_Text excerpt:_

***

The frequency of pneumonia on chest X-ray interpretation, ICU admission, intubation, and LOS in H1N1-positive patients was not statistically significantly different compared to that in H1N1-negative patients. These findings are similar to those of our study.

The average LOS was 8.2 days in H1N1-positive patients and 7.5 days in H1N1-negative patients, with no statistically significant difference [17]. This LOS was longer compared to the median LOS in our study (3.0 days).

4.4. The Outcome in Pregnant Women Infected with Influenza Virus

Few studies showed a higher risk of hospitalization, ICU admission, and maternal death in pregnant women with influenza [18, 19].

In our study, no significant difference in the frequency of prolonged illness, total hospital admissions, admission to the medical unit, ICU admissions, death, or LOS was noted between pregnant women with influenza compared to non-pregnant women with influenza within the same CBA.

We did not evaluate the maternal outcome (i.e., premature delivery, miscarriage, intrauterine fetal death, etc.) of pregnant women with influenza compared to pregnant women without influenza, which is a potential topic for a separate study.

4.5. Co-infection

Co-infection of influenza A and B has been rarely reported in immunocompromised patients, such as those with leukemia [20]. In France, dual respiratory infections by influenza viruses were detected in 3 (3.2%) of 93 influenza-positive patients, including two cases of infection by influenza A/H3N2 and B viruses and one case of dual infection by influenza A/H3N2 and A/H1N1 viruses [21].

In the UK, co-infection between seasonal influenza A and influenza B viruses was associated with a significant increase in the risk of admission to the ICU or death [22].

In our study, a small number of patients had co-infection of influenza A and B (19 patients only compared to 992 patients with influenza A and 717 patients with influenza B). Similarly, a high frequency of prolonged illness, medical unit admission, and ICU admission (21%, 10.5%, and 5%, respectively) was also noted in this group of patients in our study. The mean LOS was 4 days, and no death was reported.

CONCLUSION

There was no statistically significant difference noted between patients with influenza A and B with respect to total admission to the hospital, admission to the medical unit, ICU admission, death, or LOS.

Patients with influenza B more frequently had prolonged illness (revisit to OPD or ED with the same complaints after 48 h but not requiring admission) compared to patients with influenza A (15.21% and 10.18%, respectively; P = 0.002).

Patients with influenza A with positive H1N1 PCR more frequently had prolonged illness and total hospital admission compared to H1N1-negative patients (prolonged illness, 23.1% and 4.8%, respectively, P < 0.001; total hospital admission, 23.1% and 13.3%, respectively; P = 0.024).

***

Data records
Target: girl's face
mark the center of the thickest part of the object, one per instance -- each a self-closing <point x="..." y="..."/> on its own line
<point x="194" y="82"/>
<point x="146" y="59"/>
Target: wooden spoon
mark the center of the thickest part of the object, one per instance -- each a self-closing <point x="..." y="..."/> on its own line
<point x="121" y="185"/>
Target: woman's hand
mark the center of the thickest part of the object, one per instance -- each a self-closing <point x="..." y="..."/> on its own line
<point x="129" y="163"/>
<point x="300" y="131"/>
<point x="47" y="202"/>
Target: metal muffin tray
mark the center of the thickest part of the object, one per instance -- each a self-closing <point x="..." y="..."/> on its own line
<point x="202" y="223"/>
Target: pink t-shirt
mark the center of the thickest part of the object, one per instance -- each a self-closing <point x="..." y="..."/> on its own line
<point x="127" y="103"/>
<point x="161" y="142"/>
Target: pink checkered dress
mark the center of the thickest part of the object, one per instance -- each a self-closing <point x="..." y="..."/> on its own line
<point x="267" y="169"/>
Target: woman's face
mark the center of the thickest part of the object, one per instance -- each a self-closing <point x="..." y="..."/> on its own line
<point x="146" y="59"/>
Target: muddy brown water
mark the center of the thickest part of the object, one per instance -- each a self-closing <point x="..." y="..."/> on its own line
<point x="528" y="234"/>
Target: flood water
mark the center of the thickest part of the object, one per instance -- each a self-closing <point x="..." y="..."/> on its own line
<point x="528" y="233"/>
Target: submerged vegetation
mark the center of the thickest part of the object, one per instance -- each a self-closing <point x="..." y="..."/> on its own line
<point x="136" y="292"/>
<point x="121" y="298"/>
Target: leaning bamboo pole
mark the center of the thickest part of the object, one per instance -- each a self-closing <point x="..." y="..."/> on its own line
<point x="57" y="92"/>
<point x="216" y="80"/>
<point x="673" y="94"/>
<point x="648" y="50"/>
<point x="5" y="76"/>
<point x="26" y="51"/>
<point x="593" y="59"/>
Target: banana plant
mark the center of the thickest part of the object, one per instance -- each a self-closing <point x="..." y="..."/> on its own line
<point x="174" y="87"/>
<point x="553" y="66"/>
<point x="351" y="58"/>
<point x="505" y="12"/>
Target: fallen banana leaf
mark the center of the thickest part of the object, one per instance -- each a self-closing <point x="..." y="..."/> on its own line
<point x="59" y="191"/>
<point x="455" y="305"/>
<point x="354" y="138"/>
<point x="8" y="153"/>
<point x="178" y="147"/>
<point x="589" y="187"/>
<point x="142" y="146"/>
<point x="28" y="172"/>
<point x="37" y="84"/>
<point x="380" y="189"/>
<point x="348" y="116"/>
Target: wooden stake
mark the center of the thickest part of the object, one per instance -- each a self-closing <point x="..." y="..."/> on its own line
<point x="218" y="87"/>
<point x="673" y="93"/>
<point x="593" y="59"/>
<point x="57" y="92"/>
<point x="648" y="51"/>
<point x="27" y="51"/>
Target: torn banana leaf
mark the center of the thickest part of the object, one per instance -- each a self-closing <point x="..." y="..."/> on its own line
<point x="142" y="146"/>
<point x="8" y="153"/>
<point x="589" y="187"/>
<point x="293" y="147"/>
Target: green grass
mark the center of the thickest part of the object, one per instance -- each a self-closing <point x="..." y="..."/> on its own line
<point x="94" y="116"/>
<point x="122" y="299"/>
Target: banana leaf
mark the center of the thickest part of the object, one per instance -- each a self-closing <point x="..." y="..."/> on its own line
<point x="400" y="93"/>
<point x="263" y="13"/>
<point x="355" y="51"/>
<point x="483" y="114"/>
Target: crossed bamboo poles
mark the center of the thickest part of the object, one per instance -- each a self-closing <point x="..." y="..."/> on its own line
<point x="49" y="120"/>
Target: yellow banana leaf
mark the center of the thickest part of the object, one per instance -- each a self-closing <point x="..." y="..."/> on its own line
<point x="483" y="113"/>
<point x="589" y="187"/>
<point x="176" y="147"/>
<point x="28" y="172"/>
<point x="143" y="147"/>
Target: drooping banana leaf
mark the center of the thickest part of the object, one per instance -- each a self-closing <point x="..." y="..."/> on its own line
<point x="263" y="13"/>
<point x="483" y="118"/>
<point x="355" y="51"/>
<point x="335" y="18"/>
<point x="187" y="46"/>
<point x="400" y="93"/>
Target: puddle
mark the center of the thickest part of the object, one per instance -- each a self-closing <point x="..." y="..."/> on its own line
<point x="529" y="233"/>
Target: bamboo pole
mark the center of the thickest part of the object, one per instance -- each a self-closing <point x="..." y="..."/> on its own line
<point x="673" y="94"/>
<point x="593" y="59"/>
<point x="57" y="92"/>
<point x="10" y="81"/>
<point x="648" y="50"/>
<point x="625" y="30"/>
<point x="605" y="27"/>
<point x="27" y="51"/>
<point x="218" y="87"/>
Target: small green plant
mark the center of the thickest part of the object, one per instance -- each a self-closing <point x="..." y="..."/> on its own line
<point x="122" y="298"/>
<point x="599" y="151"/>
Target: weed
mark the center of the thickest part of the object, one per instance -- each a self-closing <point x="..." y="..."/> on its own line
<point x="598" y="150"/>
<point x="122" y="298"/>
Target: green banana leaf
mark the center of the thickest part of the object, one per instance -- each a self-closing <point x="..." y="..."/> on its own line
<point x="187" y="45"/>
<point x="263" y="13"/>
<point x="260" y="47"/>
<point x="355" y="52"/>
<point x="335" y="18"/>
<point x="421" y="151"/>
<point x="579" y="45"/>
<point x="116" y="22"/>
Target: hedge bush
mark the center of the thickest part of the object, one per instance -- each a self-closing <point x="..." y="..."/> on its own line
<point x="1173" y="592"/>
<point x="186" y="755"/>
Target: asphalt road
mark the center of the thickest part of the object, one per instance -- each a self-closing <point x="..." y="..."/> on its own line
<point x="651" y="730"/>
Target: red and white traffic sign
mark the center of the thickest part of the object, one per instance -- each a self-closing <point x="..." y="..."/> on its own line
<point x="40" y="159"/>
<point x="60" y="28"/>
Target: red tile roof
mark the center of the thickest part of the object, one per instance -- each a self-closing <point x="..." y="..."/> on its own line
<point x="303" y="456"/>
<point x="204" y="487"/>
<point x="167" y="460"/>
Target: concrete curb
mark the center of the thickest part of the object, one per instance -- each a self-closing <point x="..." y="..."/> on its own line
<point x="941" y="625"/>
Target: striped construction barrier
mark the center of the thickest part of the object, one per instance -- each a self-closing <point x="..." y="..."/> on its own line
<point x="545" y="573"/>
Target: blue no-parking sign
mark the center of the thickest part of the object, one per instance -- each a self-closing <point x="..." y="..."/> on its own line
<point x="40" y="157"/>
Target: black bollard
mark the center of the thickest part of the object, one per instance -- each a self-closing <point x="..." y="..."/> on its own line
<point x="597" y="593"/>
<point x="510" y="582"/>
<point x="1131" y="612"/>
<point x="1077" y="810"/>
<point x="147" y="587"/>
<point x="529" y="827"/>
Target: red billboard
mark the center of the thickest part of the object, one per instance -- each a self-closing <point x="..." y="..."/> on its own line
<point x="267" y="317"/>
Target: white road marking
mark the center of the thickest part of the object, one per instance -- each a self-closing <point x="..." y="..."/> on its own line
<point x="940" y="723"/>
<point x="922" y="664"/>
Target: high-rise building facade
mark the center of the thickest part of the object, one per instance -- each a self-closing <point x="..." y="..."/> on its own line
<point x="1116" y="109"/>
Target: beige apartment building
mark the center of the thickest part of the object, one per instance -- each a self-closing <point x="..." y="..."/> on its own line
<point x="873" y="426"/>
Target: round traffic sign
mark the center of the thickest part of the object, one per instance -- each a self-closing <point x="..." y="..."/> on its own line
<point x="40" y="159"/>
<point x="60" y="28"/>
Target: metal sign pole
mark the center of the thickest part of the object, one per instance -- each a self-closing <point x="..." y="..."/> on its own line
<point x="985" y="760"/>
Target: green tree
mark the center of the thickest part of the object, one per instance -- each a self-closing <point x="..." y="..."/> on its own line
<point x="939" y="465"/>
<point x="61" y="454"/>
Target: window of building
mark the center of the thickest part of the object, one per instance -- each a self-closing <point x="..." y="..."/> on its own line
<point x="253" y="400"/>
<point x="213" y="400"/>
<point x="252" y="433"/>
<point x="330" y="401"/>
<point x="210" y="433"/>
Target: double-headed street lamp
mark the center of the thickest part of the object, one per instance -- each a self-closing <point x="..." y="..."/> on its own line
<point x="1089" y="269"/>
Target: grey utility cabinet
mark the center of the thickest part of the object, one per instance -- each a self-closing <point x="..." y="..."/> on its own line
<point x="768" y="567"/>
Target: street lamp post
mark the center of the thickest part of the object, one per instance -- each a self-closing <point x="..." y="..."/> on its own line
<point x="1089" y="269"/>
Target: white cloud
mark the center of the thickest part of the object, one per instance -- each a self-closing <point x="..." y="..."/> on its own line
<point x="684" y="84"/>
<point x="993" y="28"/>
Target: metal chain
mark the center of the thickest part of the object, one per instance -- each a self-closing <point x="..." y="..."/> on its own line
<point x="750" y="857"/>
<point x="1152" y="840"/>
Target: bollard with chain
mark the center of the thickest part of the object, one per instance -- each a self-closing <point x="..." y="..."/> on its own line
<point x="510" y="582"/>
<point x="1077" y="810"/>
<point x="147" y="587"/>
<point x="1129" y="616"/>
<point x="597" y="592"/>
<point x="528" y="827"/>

***

_Exercises to complete:_
a: Translate this sentence from the excerpt on influenza outcomes into Spanish: "Few studies showed a higher risk of hospitalization, ICU admission, and maternal death in pregnant women with influenza [18, 19]."
b: Write out the passage of the excerpt on influenza outcomes from "Patients with influenza A with" to "P = 0.024).".

_Results for the exercise:_
a: Pocos estudios mostraron un mayor riesgo de hospitalización, ingreso en la UCI y muerte materna en mujeres embarazadas con influenza [18, 19].

b:
Patients with influenza A with positive H1N1 PCR more frequently had prolonged illness and total hospital admission compared to H1N1-negative patients (prolonged illness, 23.1% and 4.8%, respectively, P < 0.001; total hospital admission, 23.1% and 13.3%, respectively; P = 0.024).